## What is being asked:
Take the line that has "Thank you for the photo. Could you pin the wall" in it and every line after it to the end of the entries, and reproduce them exactly.

Exercise data section start

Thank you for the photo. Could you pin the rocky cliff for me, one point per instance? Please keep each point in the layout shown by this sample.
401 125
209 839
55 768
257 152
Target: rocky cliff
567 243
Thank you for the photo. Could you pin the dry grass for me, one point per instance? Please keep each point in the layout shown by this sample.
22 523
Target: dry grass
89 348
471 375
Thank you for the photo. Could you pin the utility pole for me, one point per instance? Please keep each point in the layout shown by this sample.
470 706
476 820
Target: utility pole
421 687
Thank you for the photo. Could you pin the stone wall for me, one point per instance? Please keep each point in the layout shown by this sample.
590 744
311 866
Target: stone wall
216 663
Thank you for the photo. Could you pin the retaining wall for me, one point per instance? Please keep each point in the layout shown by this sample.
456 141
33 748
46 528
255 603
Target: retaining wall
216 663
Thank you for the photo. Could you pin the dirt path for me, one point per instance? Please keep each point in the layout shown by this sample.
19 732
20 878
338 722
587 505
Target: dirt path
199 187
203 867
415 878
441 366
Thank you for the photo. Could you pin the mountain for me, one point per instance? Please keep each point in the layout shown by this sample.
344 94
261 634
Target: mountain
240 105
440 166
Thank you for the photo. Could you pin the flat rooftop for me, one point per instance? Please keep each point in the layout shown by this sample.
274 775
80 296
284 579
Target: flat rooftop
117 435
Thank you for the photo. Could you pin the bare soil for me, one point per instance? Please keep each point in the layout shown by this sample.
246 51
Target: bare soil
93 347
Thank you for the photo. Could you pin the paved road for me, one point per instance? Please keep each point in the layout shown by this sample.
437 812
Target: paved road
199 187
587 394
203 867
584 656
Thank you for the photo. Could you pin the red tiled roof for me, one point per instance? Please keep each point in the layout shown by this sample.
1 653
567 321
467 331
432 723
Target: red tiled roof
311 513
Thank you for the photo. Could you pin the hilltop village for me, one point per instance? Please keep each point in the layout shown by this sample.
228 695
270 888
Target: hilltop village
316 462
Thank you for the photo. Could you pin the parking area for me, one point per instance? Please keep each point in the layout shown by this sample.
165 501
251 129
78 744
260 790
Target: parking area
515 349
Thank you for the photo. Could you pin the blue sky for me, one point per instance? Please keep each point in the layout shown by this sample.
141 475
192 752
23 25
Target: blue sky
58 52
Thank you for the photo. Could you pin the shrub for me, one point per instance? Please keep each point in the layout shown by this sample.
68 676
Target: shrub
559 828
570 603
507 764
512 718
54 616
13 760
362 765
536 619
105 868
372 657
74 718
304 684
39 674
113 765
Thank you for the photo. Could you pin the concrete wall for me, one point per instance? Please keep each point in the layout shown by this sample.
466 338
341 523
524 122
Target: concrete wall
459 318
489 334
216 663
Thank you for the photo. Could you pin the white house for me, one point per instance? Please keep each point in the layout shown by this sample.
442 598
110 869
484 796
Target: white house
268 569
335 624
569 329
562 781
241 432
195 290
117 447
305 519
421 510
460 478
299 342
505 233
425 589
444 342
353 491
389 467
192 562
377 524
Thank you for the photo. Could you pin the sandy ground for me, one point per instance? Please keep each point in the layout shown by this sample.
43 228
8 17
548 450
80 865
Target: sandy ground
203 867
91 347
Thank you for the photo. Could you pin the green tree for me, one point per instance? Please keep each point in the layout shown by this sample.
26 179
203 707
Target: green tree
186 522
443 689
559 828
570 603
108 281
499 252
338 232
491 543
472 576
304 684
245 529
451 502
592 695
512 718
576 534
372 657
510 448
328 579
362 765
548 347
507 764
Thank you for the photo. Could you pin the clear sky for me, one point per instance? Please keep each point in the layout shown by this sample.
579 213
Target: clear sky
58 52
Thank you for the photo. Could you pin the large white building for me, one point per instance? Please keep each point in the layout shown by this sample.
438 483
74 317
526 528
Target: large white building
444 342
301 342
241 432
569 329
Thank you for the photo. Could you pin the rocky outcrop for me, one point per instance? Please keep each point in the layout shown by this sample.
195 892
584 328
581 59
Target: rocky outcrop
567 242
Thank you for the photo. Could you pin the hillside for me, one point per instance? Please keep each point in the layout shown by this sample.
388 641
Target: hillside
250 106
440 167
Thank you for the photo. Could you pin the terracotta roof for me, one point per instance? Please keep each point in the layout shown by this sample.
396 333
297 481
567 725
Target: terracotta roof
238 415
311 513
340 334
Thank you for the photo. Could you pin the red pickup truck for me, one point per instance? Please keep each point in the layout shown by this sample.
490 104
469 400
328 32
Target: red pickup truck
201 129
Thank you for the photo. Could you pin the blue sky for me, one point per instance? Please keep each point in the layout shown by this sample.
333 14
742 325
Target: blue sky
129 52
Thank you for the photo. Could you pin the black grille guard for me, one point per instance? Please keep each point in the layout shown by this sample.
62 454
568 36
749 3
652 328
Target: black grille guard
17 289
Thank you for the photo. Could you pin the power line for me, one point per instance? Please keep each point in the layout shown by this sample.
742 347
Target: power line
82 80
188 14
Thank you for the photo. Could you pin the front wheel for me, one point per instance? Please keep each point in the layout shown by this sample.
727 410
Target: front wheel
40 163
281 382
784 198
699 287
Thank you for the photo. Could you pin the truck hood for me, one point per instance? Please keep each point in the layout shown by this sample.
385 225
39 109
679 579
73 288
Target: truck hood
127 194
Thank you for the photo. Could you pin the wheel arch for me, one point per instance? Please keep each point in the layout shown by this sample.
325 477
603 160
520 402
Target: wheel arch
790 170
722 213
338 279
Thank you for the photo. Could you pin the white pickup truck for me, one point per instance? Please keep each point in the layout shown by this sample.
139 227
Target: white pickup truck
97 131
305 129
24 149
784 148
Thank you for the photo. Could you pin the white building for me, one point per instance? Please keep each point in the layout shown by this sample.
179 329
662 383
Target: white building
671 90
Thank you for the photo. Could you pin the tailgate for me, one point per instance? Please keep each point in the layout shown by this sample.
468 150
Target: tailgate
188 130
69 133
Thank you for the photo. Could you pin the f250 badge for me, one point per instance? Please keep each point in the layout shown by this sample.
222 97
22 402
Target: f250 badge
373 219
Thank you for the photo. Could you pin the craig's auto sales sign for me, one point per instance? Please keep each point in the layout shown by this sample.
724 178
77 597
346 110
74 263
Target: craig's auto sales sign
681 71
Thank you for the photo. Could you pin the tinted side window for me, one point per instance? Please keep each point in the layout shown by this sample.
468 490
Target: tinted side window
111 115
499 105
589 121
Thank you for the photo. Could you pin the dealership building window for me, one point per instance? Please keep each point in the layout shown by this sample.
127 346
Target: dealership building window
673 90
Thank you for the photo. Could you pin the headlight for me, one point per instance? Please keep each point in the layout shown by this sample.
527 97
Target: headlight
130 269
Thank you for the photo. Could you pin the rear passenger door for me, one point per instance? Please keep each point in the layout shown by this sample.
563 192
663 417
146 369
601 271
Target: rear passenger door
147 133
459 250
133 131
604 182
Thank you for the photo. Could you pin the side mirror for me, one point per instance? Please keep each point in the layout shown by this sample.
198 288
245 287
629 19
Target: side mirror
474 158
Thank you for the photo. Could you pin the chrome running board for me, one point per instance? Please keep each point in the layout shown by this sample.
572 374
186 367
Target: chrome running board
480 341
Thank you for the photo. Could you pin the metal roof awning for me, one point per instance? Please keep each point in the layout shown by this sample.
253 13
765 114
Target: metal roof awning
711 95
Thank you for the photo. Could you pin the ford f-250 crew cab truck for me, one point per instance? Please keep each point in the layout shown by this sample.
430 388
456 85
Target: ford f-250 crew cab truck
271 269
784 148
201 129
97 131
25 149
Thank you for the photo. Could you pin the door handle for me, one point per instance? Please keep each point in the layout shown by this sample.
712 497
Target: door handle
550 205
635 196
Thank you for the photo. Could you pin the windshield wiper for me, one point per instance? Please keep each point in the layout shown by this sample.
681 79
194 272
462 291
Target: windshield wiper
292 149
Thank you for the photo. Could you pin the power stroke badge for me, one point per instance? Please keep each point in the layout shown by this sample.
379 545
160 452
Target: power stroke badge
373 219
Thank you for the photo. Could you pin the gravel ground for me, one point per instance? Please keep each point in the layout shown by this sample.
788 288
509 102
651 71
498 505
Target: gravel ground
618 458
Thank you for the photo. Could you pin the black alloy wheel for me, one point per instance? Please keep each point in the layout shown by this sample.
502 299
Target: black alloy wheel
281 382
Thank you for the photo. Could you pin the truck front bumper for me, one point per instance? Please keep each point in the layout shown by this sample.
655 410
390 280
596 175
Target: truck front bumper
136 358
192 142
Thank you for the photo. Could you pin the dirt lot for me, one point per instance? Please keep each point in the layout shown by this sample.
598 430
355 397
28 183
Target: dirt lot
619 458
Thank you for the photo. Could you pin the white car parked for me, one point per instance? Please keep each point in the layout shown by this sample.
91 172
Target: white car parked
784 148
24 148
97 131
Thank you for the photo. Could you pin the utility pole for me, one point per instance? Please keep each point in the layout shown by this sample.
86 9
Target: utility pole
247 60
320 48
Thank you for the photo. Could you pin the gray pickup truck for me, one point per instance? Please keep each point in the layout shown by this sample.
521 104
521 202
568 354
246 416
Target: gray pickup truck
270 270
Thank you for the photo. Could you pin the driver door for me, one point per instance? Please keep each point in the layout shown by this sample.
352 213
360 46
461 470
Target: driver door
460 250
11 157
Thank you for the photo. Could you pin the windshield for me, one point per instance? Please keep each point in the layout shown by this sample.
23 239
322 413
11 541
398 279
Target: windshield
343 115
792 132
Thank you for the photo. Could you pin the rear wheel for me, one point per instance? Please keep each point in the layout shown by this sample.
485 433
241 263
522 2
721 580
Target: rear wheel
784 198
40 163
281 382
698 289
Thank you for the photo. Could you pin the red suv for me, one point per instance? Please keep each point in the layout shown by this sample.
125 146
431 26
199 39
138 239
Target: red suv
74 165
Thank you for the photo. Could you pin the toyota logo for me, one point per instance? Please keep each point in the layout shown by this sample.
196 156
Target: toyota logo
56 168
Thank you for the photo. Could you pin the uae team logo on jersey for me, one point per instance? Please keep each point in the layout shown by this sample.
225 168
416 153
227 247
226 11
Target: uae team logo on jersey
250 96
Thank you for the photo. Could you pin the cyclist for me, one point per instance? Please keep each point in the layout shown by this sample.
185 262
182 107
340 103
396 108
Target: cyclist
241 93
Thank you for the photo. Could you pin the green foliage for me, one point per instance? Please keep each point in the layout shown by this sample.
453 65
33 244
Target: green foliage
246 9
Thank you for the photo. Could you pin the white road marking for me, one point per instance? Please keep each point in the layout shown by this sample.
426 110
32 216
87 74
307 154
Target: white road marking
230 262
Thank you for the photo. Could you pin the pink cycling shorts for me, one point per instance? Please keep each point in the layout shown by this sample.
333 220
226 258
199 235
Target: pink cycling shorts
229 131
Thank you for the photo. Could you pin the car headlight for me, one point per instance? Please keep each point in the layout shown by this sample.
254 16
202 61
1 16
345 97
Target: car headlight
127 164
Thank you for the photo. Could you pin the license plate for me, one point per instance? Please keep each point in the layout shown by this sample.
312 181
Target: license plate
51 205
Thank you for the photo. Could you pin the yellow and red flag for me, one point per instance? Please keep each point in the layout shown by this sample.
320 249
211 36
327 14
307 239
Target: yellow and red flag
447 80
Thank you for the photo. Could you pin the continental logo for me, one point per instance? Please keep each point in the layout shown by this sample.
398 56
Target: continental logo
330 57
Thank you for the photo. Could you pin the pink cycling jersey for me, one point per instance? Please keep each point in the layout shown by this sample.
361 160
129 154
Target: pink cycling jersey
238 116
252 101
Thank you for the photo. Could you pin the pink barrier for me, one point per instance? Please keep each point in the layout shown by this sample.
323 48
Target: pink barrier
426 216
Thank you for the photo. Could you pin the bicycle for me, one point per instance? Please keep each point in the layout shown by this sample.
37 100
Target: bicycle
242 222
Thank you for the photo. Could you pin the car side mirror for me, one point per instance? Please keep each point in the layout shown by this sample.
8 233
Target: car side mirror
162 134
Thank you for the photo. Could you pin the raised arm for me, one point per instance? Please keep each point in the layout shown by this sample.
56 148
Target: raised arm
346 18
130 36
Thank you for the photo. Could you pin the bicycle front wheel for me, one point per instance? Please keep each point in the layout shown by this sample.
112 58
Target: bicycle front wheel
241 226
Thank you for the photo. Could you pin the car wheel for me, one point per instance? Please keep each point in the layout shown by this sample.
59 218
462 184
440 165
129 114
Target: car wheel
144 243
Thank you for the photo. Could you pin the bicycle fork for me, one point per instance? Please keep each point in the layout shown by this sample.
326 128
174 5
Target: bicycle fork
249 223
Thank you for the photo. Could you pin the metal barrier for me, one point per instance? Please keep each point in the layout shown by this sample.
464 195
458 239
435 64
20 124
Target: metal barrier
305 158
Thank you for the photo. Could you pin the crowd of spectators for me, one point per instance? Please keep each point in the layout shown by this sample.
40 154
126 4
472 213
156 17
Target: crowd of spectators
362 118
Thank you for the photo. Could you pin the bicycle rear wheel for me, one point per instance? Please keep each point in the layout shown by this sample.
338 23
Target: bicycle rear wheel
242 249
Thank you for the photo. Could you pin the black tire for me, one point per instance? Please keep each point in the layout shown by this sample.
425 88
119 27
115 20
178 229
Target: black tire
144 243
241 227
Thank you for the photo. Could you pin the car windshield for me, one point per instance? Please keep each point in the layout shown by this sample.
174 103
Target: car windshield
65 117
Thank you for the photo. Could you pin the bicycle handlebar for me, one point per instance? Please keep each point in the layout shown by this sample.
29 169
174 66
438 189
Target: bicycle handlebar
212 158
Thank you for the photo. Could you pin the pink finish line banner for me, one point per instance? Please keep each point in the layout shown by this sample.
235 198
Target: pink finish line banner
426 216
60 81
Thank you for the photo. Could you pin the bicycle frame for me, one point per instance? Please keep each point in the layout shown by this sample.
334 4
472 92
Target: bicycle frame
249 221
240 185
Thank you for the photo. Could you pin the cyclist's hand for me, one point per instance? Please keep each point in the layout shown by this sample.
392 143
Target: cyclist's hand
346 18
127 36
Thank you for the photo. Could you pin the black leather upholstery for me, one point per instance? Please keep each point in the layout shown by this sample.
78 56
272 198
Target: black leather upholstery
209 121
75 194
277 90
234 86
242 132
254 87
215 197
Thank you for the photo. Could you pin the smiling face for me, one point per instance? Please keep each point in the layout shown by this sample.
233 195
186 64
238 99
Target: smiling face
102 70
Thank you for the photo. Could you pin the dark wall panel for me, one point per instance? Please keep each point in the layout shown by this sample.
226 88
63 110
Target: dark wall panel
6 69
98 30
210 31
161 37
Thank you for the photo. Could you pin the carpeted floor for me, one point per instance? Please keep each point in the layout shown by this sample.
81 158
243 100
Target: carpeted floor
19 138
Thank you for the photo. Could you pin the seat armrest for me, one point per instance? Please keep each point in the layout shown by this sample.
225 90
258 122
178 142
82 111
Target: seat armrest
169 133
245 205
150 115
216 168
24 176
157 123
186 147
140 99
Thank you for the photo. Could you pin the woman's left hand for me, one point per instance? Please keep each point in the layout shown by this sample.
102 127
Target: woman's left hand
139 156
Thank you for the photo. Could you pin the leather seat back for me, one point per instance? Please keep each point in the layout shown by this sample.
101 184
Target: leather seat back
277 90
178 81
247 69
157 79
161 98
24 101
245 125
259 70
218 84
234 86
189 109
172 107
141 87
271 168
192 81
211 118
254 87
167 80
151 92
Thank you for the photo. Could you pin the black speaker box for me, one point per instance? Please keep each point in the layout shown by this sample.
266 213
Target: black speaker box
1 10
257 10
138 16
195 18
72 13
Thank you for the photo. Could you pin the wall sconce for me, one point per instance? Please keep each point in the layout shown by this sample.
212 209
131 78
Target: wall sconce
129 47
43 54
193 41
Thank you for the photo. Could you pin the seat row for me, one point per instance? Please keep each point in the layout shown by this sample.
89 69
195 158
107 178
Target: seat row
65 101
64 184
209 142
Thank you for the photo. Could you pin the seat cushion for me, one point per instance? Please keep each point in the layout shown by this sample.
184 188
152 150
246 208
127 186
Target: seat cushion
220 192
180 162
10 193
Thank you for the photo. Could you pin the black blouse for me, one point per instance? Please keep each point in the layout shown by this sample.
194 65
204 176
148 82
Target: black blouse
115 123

Exercise data section end

## Reply:
Thank you for the photo. Could you pin the wall sconce for me, one point per instance? Please keep each point in the layout shown by this sample.
212 209
131 78
Target: wall sconce
129 47
43 54
193 41
Thank you for the photo. Could you pin the seat row for me, one point per instance? Please keep each point in the layout shown by this sample.
89 69
195 158
107 178
Target: seat row
65 101
64 184
209 142
Thank you for the photo. Could you pin the seat cushion for me, one point per instance? Please keep each point in the layout shown by this sample.
184 188
152 150
246 208
127 186
Target: seat cushion
220 192
180 162
10 193
Thank you for the photo. Could you pin the black blouse for me, one point per instance? Please keep each point in the layout shown by this sample.
194 65
204 176
148 82
Target: black blouse
115 123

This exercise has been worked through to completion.